## Given problem
Count how many lines in the rows below contain the string "orange", treating uppercase and lowercase letters as distinct. Give only the number.
━━━━━ Material to process
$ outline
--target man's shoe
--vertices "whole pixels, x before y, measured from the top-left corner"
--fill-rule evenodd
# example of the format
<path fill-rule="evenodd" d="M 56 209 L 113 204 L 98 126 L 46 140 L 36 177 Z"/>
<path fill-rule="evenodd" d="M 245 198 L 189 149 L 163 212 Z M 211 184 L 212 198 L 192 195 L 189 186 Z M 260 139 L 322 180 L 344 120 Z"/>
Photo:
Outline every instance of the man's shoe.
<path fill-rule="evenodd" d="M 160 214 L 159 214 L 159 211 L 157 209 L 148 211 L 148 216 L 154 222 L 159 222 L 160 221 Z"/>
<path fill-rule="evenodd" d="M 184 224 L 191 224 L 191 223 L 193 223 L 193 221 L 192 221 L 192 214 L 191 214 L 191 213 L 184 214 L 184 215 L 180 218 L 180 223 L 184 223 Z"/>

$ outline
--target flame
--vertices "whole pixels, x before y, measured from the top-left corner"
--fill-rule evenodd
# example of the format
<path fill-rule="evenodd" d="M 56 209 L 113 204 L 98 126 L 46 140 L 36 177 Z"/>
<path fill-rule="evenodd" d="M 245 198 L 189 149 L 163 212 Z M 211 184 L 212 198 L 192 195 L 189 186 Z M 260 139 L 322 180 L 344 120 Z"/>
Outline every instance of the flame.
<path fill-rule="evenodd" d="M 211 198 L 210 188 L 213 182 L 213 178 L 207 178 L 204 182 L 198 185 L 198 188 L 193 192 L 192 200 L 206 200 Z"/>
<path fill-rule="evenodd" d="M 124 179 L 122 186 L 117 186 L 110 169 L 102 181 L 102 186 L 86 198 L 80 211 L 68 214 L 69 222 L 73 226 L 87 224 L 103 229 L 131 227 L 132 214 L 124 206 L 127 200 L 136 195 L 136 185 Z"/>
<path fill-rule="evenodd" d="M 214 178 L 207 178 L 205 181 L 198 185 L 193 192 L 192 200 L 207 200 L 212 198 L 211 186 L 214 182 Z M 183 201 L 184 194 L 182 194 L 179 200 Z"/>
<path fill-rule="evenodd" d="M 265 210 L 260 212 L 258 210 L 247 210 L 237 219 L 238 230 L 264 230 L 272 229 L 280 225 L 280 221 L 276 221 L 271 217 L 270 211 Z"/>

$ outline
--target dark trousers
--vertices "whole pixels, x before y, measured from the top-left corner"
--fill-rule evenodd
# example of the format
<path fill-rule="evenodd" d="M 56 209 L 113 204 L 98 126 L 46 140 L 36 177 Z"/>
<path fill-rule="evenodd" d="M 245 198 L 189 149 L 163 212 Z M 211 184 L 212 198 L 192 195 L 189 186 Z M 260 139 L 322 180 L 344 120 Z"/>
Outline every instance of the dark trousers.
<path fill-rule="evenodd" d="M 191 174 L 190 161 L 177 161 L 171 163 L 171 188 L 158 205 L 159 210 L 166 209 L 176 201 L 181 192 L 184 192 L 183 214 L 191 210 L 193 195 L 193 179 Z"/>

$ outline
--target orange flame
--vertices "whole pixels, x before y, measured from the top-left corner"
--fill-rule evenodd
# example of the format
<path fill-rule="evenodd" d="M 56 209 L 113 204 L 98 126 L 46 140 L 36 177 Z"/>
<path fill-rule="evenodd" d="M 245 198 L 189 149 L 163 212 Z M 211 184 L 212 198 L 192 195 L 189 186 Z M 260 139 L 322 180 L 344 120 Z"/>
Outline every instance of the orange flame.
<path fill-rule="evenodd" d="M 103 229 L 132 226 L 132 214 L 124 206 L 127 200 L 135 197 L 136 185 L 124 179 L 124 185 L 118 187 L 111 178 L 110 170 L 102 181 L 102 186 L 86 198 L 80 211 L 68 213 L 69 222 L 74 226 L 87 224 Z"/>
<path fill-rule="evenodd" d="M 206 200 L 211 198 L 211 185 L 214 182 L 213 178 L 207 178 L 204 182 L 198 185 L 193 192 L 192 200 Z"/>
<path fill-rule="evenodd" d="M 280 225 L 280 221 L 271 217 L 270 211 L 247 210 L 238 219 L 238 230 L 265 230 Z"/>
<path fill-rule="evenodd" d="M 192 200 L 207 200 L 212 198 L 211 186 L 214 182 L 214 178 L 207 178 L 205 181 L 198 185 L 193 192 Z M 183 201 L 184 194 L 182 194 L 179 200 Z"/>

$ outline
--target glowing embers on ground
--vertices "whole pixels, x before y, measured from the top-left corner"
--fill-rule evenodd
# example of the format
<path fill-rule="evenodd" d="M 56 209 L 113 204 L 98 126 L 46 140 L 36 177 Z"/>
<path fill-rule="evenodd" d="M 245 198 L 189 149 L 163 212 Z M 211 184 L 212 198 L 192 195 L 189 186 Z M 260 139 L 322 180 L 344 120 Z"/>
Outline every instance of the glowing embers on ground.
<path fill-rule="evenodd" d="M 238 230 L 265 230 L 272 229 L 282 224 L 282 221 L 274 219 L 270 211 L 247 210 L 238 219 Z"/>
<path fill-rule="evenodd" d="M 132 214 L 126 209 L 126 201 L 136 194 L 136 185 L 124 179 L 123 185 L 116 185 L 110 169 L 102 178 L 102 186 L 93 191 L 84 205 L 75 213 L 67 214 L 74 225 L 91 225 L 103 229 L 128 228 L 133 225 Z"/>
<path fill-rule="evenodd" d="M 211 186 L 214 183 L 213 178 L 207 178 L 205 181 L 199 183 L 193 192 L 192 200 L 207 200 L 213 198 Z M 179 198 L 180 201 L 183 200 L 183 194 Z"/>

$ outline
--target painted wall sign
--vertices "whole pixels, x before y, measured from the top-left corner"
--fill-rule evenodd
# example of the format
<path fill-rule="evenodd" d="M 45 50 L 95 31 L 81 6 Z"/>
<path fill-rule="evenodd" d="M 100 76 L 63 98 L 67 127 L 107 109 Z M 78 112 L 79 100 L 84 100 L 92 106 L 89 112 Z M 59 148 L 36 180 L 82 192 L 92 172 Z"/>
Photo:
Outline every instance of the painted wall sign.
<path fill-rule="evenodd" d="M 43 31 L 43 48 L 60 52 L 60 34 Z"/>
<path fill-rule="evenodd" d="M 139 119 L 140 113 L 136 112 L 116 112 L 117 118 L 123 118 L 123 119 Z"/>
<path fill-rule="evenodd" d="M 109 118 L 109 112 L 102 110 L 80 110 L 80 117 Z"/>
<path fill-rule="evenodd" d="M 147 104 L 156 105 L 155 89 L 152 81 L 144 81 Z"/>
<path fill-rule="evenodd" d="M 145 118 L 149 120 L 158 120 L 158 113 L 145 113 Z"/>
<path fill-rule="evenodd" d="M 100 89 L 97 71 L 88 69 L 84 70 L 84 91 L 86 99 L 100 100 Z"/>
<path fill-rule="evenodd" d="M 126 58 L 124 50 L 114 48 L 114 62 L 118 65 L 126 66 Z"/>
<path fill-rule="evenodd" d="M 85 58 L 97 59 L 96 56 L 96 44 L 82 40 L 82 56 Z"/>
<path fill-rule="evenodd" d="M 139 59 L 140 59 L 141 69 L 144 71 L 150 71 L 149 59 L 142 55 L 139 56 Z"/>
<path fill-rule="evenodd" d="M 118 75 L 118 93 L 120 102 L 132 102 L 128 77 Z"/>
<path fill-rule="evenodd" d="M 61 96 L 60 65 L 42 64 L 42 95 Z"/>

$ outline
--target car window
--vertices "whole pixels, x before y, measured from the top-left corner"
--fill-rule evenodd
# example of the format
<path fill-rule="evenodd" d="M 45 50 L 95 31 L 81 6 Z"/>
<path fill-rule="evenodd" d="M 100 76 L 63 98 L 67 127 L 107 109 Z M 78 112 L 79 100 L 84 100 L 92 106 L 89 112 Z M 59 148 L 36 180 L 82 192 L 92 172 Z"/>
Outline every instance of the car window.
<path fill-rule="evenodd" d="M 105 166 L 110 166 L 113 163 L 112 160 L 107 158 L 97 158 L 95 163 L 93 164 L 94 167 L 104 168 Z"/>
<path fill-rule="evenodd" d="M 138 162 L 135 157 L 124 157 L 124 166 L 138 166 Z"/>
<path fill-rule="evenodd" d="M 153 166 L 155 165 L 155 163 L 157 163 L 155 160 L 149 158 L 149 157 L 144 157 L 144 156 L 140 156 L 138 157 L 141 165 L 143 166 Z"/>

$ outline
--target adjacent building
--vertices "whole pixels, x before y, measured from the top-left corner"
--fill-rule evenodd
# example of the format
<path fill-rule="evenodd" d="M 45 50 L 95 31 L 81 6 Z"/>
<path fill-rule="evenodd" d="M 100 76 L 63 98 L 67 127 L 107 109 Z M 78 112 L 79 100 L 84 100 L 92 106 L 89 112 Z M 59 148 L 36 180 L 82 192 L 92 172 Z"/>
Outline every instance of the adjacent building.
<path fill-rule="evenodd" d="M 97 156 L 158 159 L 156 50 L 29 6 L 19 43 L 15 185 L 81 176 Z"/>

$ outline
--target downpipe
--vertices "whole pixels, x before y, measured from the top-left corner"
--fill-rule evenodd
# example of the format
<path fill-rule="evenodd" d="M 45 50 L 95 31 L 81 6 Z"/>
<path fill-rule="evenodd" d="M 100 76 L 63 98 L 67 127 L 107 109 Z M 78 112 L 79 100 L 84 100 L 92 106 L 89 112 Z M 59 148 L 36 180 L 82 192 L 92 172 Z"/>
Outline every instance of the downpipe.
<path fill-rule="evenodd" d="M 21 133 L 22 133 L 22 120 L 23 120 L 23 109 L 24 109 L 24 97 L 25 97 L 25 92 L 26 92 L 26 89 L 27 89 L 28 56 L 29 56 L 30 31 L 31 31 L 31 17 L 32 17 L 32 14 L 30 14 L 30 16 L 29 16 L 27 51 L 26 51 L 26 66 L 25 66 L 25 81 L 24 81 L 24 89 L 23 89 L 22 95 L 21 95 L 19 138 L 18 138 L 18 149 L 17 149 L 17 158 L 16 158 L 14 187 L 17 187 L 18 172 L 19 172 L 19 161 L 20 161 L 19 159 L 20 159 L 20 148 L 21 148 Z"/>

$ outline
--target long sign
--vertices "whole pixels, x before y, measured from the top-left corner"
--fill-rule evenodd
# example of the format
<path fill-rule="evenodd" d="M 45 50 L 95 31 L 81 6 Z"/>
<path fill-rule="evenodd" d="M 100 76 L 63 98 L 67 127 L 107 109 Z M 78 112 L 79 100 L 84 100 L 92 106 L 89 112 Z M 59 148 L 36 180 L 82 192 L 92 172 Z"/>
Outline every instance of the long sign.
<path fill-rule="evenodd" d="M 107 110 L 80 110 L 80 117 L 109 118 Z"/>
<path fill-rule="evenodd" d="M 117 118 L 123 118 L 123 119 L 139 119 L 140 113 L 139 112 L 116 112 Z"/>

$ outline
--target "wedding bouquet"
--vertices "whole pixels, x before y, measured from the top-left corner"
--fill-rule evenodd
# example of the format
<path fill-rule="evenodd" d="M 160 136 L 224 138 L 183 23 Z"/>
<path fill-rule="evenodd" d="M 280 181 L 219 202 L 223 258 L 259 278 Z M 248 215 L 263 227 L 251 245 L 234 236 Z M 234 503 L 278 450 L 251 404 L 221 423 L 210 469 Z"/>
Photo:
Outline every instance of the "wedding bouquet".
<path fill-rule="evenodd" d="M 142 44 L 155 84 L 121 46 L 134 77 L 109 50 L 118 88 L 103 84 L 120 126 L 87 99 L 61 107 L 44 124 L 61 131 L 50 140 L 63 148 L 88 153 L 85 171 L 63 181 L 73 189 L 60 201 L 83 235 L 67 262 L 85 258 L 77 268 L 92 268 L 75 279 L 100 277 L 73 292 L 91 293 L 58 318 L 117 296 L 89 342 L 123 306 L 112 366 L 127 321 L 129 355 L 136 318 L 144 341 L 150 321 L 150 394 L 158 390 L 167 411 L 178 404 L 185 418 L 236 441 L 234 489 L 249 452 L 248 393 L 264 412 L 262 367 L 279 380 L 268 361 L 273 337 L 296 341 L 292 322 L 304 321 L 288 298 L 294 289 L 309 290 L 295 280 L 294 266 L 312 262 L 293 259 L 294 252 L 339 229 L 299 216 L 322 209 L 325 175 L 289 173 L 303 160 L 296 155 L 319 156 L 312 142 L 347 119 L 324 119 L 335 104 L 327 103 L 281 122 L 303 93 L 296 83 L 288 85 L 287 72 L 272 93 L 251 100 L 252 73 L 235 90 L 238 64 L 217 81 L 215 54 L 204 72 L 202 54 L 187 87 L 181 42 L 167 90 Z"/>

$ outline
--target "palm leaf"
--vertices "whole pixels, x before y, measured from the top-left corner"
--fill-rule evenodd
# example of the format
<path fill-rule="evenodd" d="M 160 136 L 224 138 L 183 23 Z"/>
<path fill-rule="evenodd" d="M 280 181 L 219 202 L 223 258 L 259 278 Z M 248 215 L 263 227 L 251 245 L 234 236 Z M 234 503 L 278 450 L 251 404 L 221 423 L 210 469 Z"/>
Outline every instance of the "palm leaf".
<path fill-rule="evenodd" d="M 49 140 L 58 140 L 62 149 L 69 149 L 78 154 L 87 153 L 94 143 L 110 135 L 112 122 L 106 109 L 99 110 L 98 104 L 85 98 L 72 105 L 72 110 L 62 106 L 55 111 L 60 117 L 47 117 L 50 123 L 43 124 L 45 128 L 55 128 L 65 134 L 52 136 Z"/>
━━━━━━━━━━
## Solved exercise
2